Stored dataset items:
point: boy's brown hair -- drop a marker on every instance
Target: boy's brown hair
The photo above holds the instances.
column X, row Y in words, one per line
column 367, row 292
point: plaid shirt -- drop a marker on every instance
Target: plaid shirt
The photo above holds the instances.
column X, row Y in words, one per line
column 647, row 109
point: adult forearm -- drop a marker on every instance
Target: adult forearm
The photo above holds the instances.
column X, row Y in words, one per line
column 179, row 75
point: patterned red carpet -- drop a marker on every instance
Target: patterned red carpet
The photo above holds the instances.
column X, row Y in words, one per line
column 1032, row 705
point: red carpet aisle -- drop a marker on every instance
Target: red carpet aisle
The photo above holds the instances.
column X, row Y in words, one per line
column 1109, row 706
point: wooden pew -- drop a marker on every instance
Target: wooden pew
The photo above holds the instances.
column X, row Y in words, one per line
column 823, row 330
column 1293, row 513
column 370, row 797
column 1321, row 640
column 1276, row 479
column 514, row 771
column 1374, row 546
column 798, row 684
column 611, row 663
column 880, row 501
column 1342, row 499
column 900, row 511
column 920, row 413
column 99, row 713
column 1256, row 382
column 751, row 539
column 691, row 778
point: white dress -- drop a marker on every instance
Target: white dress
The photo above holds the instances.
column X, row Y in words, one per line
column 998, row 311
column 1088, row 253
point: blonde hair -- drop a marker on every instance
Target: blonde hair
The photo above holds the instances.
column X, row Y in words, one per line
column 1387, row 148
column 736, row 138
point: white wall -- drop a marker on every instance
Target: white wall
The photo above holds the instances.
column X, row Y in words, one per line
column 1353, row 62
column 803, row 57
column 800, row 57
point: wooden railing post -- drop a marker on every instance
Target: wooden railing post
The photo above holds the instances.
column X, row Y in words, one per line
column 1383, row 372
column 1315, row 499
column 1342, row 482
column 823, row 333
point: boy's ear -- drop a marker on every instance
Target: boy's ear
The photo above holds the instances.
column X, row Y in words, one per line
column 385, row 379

**WHAT YOU SHOULD DO**
Duplicate all of the lines above without changing anything.

**OUTPUT OF THE EXERCISE**
point: boy's brown hair -- drop a marker on every instance
Target: boy's brown hair
The photo above holds the instances.
column X, row Y in words, one per line
column 367, row 292
point: plaid shirt -- drop a marker on every instance
Target: plaid shirt
The photo above holds the instances.
column X, row Y in words, one per line
column 647, row 109
point: adult forearm -- drop a marker on every instance
Target: adult forearm
The photo above holds the instances.
column X, row Y in words, one per line
column 179, row 75
point: patterned red carpet -- drop a marker on every instance
Target: patterned red carpet
The photo above holds the instances.
column X, row Y in words, one per line
column 1032, row 705
point: red carpet aisle -- drop a marker on every instance
Target: red carpet aisle
The photo above holds the instances.
column X, row Y in words, one per line
column 1109, row 706
point: wooden pew -- drop a marker on every instance
Target: wooden pew
The photo above holds the instances.
column X, row Y in words, one per line
column 823, row 330
column 1293, row 513
column 370, row 797
column 1321, row 640
column 1276, row 479
column 514, row 771
column 1374, row 546
column 798, row 684
column 611, row 663
column 880, row 501
column 1342, row 499
column 900, row 511
column 920, row 413
column 99, row 713
column 1256, row 382
column 751, row 539
column 691, row 778
point: white dress -- drop a marker on every instance
Target: white dress
The photo above holds the instances.
column X, row Y in words, one per line
column 998, row 311
column 1088, row 253
point: blonde hair -- drop a marker on every instance
Target: blonde hair
The photo above holds the instances.
column X, row Y in words, one per line
column 1387, row 148
column 736, row 138
point: white wall -- drop a marker on every instance
Target: white wall
The photo above holds the instances.
column X, row Y in words, one per line
column 1353, row 62
column 803, row 57
column 800, row 57
point: wooden railing post -- drop a marker on every instance
Target: wooden railing post
The photo above holds the instances.
column X, row Y in words, one per line
column 1383, row 372
column 1315, row 499
column 1342, row 482
column 823, row 333
point: boy's ear -- drop a marker on every instance
Target: boy's ear
The photo above holds the instances.
column X, row Y in words, one per line
column 385, row 379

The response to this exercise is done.